§ Extracted text
Elisa Granato is the first volunteer in an initial group of 800 to be part of the ground-breaking trial
The researchers started screening healthy volunteers in March for the 'ChAdOx1 nCoV-19' vaccine trial
London: A microbiologist has become the first human to be injected for the human trial phase of a vaccine in the UK against the novel coronavirus being developed by a group of scientists at the University of Oxford.
Elisa Granato is the first volunteer in an initial group of 800 to be part of the ground-breaking trial, which is hoped will be the answer for immunisation against the deadly virus and help with the easing of lockdown measures in place to curb its rapid transmission.
"I'm a scientist, so I wanted to try to support the scientific process wherever I can," Granato told the BBC as she was injected in Oxford, where the trial began this week.
“Since I don’t study viruses I felt a bit useless these days, so I felt like this is a very easy way for me to support the cause," she said, as she was injected on her 32nd birthday on Thursday.
Granato is joined by cancer researcher Edward O’Neill as the first two candidates – one of whom has been injected with the Covid-19 vaccine being trialled and the other a control vaccine which protects against meningitis.
They will now be monitored for 48 hours to observe the impact of each. Scientists will then gradually start injecting further volunteers, healthy individuals aged between 18 and 55, in a similar half-and-half process – with none of the participants aware which vaccine they have been injected with.
“Personally I have a high degree of confidence in this vaccine," said Sarah Gilbert, professor of vaccinology at the University of Oxford’s Jenner Institute, who is leading the research.
"Of course, we have to test it and get data from humans. We have to demonstrate it actually works and stops people getting infected with coronavirus before using the vaccine in the wider population," she said, adding that she remains “very optimistic" about the outcome.

§ Task objective
Write out the passage of the Oxford vaccine trial article from "Granato is joined" up to and including "leading the research.", swapping "48 hours" for "72 hours".

§ Information shown
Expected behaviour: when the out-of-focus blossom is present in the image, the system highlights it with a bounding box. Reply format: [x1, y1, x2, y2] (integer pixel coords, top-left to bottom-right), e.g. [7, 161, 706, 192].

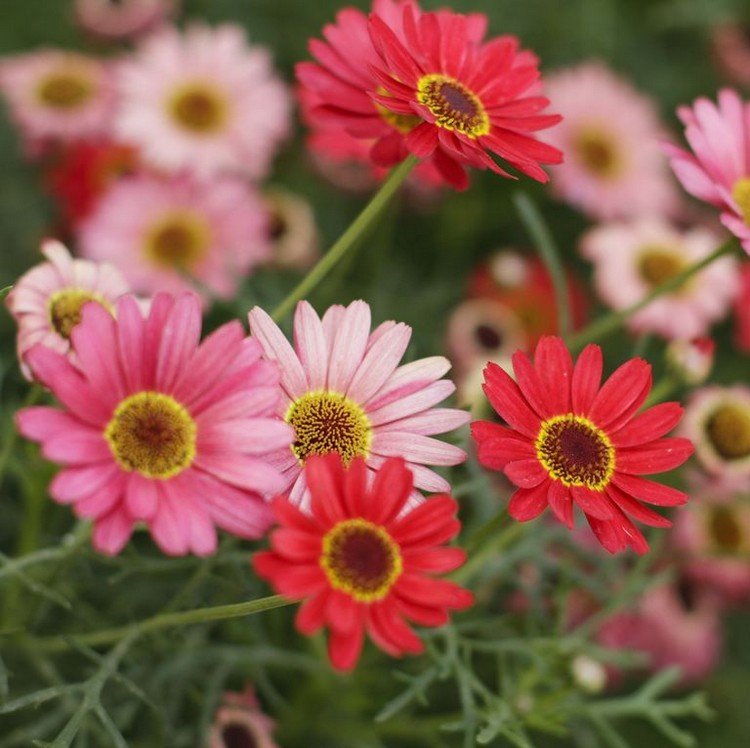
---
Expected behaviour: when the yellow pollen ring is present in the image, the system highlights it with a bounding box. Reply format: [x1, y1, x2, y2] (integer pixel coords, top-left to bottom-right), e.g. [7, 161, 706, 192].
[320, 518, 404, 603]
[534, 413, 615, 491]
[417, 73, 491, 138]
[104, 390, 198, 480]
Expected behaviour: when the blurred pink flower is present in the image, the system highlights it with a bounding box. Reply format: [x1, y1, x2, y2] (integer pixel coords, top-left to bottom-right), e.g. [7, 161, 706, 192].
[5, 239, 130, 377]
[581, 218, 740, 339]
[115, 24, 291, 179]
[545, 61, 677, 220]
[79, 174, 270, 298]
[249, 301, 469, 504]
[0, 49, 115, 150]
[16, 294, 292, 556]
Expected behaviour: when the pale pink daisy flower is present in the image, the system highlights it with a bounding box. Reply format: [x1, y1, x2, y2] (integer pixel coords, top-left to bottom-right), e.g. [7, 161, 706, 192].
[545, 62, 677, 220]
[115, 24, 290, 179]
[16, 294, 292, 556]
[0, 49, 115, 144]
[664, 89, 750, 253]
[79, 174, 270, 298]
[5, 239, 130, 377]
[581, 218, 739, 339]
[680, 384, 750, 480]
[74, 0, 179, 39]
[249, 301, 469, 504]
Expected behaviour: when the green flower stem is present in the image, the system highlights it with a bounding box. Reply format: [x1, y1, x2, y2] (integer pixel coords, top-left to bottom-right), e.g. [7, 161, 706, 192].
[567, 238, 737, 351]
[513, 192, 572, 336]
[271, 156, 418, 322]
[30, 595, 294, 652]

§ Answer to the exercise
Granato is joined by cancer researcher Edward O’Neill as the first two candidates – one of whom has been injected with the Covid-19 vaccine being trialled and the other a control vaccine which protects against meningitis.
They will now be monitored for 72 hours to observe the impact of each. Scientists will then gradually start injecting further volunteers, healthy individuals aged between 18 and 55, in a similar half-and-half process – with none of the participants aware which vaccine they have been injected with.
“Personally I have a high degree of confidence in this vaccine," said Sarah Gilbert, professor of vaccinology at the University of Oxford’s Jenner Institute, who is leading the research.